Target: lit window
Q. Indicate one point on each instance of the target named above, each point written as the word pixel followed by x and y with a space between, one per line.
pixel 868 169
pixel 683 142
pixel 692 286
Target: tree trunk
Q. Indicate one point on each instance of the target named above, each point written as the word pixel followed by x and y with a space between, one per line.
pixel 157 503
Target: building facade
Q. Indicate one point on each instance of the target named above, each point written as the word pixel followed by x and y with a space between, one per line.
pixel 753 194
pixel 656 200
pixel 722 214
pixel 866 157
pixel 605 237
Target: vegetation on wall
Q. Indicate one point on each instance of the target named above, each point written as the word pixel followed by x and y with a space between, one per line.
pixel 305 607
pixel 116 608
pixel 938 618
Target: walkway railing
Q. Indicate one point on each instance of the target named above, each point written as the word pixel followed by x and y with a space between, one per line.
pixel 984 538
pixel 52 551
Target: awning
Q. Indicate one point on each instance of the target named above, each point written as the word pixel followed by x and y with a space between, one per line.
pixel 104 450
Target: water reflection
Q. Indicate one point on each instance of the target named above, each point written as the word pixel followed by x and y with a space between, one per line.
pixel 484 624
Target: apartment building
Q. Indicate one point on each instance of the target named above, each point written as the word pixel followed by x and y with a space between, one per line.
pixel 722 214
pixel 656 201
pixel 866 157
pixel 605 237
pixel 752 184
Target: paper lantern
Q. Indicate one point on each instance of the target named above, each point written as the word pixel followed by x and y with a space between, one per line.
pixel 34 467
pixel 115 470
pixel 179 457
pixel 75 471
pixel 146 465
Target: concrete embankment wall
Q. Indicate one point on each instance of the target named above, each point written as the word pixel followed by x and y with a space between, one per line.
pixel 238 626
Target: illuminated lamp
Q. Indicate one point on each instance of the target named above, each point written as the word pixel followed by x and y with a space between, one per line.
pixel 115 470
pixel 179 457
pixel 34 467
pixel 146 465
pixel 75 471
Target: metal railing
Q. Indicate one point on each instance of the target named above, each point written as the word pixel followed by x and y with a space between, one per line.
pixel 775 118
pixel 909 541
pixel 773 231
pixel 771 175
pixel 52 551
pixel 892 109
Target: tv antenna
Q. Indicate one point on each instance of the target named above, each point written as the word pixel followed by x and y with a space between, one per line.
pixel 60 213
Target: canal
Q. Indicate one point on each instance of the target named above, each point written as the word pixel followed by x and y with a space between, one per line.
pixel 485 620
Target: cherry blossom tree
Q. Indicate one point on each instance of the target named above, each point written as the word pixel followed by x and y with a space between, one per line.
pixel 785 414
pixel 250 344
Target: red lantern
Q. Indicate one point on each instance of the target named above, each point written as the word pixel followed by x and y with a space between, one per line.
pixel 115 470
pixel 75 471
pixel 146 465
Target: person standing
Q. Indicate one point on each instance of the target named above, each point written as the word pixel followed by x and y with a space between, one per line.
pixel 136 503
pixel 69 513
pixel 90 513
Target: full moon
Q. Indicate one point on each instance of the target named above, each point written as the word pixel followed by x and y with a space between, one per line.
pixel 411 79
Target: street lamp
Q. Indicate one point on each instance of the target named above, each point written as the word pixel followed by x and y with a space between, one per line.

• [Problem]: Convert the entire listing above into a numbered list with one line per entry, omitting any blank lines.

• [Answer to the problem]:
1. Target: lit window
2. Q. Indicate one point on each instance of the target named above, each point written as the word pixel followed by x and y with a space between, one per line.
3. pixel 868 169
4. pixel 683 142
5. pixel 692 286
6. Target: tree trunk
7. Q. Indicate one point on each instance of the target named above, each point written as the word pixel followed by x and y with a space between, one per line.
8. pixel 157 503
9. Target: building facade
10. Q. Indicate one point on each instance of the target named above, each point written as the word pixel followed by x and y with a space between, one per line.
11. pixel 753 194
12. pixel 656 200
13. pixel 722 214
14. pixel 866 157
15. pixel 605 237
16. Target: vegetation on wall
17. Q. Indicate one point on each instance of the target named above, each point written as the word pixel followed by x and y with a space between, one per line.
18. pixel 305 607
19. pixel 116 608
20. pixel 938 618
21. Target: walkway railing
22. Q. Indicate one point on each instance of the target named above, each point written as the word pixel followed by x and y with a space between, one per line.
23. pixel 984 538
24. pixel 52 551
25. Target: awning
26. Q. Indicate one point on each instance of the target named above, each point written as the word pixel followed by x and y with a space between, one per line.
27. pixel 104 450
28. Target: water reflection
29. Q. Indicate one point on each instance of the target named above, each point written as the word pixel followed by x and y with a space between, one per line.
30. pixel 484 624
31. Target: apartment building
32. Q. Indicate one point on each instance of the target named above, each point written as the word pixel followed by x and y with a space between, one per line.
33. pixel 722 214
34. pixel 656 201
35. pixel 866 157
36. pixel 605 237
37. pixel 752 184
38. Target: paper lantern
39. Q. Indicate one point on each instance of the target named above, each point written as the word pixel followed by x and y with a space between, one per line.
40. pixel 34 467
41. pixel 115 470
42. pixel 179 457
43. pixel 75 471
44. pixel 146 465
45. Target: concrete embankment wall
46. Q. Indicate one point on each instance of the target named above, each point written as the word pixel followed by x and y with a space between, one per line.
47. pixel 238 626
48. Target: illuminated lamp
49. Q. Indicate one point on each instance of the target named above, each point written as the word pixel followed by x and y with a space between, one per line.
50. pixel 115 470
51. pixel 179 457
52. pixel 34 467
53. pixel 146 465
54. pixel 75 471
55. Target: metal railing
56. Q. Indicate one point on each instance of the target named above, each point written as the word pixel followed by x and y with a space between, one per line.
57. pixel 775 118
58. pixel 909 541
59. pixel 773 231
60. pixel 771 175
61. pixel 52 551
62. pixel 892 109
63. Target: tv antenna
64. Q. Indicate one point on each instance of the target named above, each point written as the word pixel followed by x and y with a space between, one per line.
65. pixel 60 213
66. Target: canal
67. Q. Indicate one point on each instance of the target named above, each point written as the word pixel followed by x and y with a space between, one per line.
68. pixel 485 620
69. Target: cherry blossom tree
70. Q. Indicate one point on each instance of the target named above, each point written as the word pixel followed by x and y with a space between, one per line.
71. pixel 785 414
72. pixel 250 344
73. Target: red lantern
74. Q. Indicate one point on each instance of the target named above, each point written as the word pixel followed by x and y with a space between, one per line.
75. pixel 115 470
76. pixel 75 471
77. pixel 146 465
78. Target: person standing
79. Q. Indicate one point on each instance of the target named above, each point written as the word pixel followed by x and y with a space between, one per line.
80. pixel 136 503
81. pixel 69 513
82. pixel 90 513
83. Target: full moon
84. Q. Indicate one point on each instance of the target named above, each point written as the word pixel followed by x and y with a space between, one per line.
85. pixel 411 79
86. Target: street lamp
87. Q. Indicate one point on each instance of the target named above, each point written as the word pixel followed by x and y with a space between, one per line.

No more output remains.